**Task statement**
Lines before the one containing "positive clicks: (97, 199)" are left out; return that line and every line after it exactly, through the end of the data below.

____

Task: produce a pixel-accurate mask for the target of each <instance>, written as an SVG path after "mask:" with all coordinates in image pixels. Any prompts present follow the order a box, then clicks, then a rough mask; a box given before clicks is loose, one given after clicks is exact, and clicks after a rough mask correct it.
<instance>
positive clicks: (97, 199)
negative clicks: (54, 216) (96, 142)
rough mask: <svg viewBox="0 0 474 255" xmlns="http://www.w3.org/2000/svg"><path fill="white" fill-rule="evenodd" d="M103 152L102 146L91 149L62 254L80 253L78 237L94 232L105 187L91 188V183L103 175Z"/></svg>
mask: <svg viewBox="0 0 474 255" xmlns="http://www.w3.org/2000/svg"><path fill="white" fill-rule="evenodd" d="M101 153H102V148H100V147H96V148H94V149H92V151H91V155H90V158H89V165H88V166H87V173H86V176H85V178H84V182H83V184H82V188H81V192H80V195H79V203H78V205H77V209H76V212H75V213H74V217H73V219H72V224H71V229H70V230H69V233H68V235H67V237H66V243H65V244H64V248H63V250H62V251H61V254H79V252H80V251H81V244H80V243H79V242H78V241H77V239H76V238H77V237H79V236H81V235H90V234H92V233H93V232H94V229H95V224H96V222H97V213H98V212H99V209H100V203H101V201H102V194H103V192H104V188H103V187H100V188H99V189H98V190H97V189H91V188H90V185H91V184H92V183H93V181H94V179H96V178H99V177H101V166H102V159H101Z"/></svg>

____

**Response to the task**
positive clicks: (97, 199)
negative clicks: (54, 216) (96, 142)
rough mask: <svg viewBox="0 0 474 255" xmlns="http://www.w3.org/2000/svg"><path fill="white" fill-rule="evenodd" d="M103 152L102 146L91 149L62 254L80 253L78 237L94 232L105 187L91 188V183L103 175Z"/></svg>
mask: <svg viewBox="0 0 474 255" xmlns="http://www.w3.org/2000/svg"><path fill="white" fill-rule="evenodd" d="M101 153H102V148H100V147H96V148H94V149H92V151H91V155H90V158H89V165H88V166H87V173H86V176H85V178H84V182H83V184H82V188H81V192H80V195H79V203H78V205H77V209H76V212H75V213H74V217H73V219H72V224H71V229H70V230H69V233H68V235H67V237H66V243H65V244H64V248H63V250H62V251H61V254H79V252H80V251H81V244H80V243H79V242H78V241H77V239H76V238H77V237H79V236H81V235H90V234H92V233H93V232H94V229H95V224H96V222H97V213H98V212H99V209H100V203H101V201H102V194H103V192H104V188H103V187H100V188H99V189H98V190H97V189H91V188H90V185H91V184H92V183H93V181H94V179H96V178H99V177H101V166H102V159H101Z"/></svg>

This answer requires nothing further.